[Opening RECORDS TO PROCESS section]

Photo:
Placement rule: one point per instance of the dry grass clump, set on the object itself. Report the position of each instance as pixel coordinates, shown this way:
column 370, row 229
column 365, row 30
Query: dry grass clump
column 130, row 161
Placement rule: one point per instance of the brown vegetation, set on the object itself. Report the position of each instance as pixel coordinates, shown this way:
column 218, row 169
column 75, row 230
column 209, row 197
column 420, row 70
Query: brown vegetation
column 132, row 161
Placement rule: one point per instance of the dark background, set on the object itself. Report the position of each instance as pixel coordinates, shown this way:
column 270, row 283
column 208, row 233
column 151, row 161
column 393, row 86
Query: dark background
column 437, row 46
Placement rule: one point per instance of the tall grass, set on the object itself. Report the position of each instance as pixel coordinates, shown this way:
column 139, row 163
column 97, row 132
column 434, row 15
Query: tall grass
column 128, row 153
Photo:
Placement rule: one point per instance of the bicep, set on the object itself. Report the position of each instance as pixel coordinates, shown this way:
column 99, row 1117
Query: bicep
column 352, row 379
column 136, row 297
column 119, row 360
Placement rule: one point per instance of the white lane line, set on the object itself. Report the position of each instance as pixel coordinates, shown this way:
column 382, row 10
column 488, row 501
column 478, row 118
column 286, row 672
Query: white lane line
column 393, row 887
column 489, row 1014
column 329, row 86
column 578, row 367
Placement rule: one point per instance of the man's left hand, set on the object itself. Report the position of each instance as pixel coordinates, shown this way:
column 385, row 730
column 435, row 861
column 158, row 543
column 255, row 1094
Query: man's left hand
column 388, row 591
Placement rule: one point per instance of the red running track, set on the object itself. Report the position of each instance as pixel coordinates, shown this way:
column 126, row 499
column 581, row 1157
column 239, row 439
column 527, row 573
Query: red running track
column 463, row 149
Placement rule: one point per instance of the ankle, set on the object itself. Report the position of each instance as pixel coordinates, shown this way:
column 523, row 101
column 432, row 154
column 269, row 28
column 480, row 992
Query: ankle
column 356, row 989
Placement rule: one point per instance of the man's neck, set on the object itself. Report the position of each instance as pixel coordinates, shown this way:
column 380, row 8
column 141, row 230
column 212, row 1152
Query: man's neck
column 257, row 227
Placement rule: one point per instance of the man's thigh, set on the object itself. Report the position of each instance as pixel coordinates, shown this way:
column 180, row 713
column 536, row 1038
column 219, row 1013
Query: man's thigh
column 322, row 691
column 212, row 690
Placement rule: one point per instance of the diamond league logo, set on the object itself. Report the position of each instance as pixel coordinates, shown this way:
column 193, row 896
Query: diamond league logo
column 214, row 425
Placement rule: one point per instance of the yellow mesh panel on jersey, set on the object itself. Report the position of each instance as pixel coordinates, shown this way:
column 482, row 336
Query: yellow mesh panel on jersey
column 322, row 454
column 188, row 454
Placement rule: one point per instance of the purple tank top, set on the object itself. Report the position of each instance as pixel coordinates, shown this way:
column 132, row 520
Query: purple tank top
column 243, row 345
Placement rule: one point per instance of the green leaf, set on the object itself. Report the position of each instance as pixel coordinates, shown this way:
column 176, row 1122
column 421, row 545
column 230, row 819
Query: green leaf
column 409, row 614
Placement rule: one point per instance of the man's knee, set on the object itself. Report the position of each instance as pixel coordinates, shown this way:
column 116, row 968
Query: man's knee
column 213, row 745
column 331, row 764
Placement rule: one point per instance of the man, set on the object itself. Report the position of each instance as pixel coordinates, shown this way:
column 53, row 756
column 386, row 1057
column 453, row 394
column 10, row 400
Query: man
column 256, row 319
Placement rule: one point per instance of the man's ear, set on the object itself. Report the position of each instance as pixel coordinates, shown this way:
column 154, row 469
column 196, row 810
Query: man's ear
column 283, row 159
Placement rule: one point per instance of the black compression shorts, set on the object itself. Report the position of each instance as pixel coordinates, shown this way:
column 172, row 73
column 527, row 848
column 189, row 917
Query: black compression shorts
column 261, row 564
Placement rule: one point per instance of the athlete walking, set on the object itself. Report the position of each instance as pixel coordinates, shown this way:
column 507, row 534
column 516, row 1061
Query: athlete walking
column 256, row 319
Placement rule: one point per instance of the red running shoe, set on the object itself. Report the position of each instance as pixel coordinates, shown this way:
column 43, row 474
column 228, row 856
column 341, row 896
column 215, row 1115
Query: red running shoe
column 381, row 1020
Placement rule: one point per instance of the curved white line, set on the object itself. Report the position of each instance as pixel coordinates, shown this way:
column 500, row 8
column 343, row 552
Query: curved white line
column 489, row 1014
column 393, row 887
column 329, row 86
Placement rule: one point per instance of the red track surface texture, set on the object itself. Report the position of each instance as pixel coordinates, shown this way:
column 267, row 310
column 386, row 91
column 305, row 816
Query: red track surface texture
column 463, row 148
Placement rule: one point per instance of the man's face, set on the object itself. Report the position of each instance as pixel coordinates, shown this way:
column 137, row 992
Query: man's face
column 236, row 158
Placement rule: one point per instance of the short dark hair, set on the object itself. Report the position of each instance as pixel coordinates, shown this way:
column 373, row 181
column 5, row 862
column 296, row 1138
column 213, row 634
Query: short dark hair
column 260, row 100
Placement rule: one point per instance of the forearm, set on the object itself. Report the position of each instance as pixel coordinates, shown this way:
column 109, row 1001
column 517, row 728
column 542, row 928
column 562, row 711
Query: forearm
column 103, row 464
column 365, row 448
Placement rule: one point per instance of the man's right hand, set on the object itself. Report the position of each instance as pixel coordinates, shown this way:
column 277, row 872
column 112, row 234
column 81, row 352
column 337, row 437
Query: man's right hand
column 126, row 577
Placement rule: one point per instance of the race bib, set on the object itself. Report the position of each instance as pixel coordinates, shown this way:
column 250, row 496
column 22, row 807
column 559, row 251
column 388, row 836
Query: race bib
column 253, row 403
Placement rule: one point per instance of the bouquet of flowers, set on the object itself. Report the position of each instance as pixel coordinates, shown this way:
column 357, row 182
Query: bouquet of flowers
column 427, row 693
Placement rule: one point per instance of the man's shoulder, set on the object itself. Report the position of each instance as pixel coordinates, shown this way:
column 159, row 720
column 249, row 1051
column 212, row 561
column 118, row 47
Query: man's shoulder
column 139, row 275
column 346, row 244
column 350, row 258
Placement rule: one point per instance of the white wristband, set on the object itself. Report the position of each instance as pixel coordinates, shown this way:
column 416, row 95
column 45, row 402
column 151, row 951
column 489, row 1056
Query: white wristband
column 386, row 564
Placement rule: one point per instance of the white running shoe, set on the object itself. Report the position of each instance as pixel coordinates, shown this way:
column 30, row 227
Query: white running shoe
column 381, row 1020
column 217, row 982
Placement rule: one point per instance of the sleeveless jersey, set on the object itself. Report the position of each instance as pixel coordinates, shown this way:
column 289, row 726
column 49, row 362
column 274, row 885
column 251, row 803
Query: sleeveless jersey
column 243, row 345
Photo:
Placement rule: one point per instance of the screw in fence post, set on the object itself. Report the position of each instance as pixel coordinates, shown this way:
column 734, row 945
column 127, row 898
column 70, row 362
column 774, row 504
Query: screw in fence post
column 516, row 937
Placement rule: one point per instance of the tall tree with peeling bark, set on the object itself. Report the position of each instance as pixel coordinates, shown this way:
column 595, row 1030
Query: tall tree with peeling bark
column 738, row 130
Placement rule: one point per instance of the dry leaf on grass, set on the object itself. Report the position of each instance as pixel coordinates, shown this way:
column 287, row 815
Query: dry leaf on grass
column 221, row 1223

[Closing RECORDS TO PROCESS section]

[TASK ITEM]:
Search the listing above for the lines with "column 489, row 1056" and "column 289, row 726", then output those lines and all lines between them exactly.

[OUTPUT]:
column 489, row 1056
Query: white wristband
column 386, row 564
Placement rule: one point per instance of the white running shoe, set on the object itself. Report the position of each instance as pixel coordinates, shown this way:
column 30, row 227
Query: white running shoe
column 381, row 1020
column 217, row 982
Placement rule: one point per instance of the sleeveless jersey, set on the object itself. Report the position of each instance as pixel coordinates, shown this way:
column 289, row 726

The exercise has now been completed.